* _DIRECTIVE_
Copy the entries from the line with "Can you see the white" through the end of the entries, keeping every line, and shift each coordinate in the answers by -116.

Entries from a pointing dataset

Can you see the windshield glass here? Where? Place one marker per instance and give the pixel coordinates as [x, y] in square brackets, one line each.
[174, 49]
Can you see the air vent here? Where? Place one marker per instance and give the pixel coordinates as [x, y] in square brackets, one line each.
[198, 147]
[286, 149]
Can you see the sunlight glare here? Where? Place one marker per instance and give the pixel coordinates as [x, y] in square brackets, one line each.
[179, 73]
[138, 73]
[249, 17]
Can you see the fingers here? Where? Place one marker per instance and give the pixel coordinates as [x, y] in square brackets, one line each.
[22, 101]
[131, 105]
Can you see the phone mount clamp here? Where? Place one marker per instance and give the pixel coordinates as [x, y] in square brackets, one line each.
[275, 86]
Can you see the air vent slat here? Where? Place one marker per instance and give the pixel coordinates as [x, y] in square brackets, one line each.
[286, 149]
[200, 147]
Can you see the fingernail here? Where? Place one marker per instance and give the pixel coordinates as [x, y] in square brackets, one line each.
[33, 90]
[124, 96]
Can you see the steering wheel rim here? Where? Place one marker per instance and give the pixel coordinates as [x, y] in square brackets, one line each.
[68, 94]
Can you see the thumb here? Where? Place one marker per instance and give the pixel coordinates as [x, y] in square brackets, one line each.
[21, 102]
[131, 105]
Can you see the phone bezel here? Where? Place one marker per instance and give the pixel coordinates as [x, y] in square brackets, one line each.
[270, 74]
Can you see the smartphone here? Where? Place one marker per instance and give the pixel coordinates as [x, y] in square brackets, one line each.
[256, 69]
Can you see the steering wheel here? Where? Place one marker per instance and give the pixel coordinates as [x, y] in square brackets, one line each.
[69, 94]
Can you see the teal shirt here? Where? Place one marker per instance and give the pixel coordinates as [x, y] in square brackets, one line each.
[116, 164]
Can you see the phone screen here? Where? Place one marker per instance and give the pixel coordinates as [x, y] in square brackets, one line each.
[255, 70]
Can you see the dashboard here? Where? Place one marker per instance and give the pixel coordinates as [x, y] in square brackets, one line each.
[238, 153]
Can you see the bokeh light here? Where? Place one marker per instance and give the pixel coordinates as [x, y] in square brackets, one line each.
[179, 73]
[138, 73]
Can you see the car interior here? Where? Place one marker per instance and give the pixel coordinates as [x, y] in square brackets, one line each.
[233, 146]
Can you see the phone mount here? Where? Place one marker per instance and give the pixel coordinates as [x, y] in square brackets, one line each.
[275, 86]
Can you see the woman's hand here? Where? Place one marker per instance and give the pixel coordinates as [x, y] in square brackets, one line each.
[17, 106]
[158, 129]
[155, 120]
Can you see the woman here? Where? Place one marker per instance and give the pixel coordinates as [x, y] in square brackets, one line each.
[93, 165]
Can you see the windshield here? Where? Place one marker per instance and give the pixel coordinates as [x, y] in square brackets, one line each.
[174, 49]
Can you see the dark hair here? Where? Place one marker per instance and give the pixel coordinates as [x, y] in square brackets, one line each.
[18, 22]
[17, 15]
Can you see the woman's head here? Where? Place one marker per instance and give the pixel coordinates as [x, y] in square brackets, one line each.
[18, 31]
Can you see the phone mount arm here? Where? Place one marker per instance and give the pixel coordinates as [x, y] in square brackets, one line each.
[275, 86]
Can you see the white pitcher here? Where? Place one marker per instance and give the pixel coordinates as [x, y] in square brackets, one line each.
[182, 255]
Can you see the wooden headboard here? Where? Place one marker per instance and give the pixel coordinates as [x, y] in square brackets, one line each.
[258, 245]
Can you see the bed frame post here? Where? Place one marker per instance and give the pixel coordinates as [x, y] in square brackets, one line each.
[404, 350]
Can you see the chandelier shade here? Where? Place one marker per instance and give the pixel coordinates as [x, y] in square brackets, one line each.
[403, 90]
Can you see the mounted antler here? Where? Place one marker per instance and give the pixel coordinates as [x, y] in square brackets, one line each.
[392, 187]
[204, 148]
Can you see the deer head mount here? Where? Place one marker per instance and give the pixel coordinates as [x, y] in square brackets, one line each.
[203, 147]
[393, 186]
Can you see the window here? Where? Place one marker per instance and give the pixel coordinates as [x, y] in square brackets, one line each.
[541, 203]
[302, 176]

* _EXERCISE SOLUTION_
Can you see the white pitcher here? Where? Place one marker per instance and give the pixel coordinates as [x, y] in square brackets, one line each.
[66, 139]
Can you see the wooden headboard here? Where? Place one marker per instance and give the pixel coordinates as [x, y] in square brackets, one line each.
[142, 129]
Can you see the bed frame post here? Where? Place one marker per instance and give the pixel coordinates as [x, y] in square brackets, one line each.
[288, 234]
Can you see the chandelier shade here? Where? Place one marker per instance and give the pixel coordinates as [x, y] in square brackets, one line each.
[287, -26]
Can you see the mounted antler here? Where? Place one marker per instance and give the pixel coordinates as [x, y] in square brackets, one line each.
[276, 71]
[88, 32]
Can you see the deer head mount here? Where? Place one marker per instance and give the pixel coordinates as [x, y] in square brackets, one line each.
[87, 31]
[277, 70]
Can you see the window here? Where? Place one marker per instance and give the pixel coordinates as [x, y] in square brackets, one line each.
[425, 87]
[186, 60]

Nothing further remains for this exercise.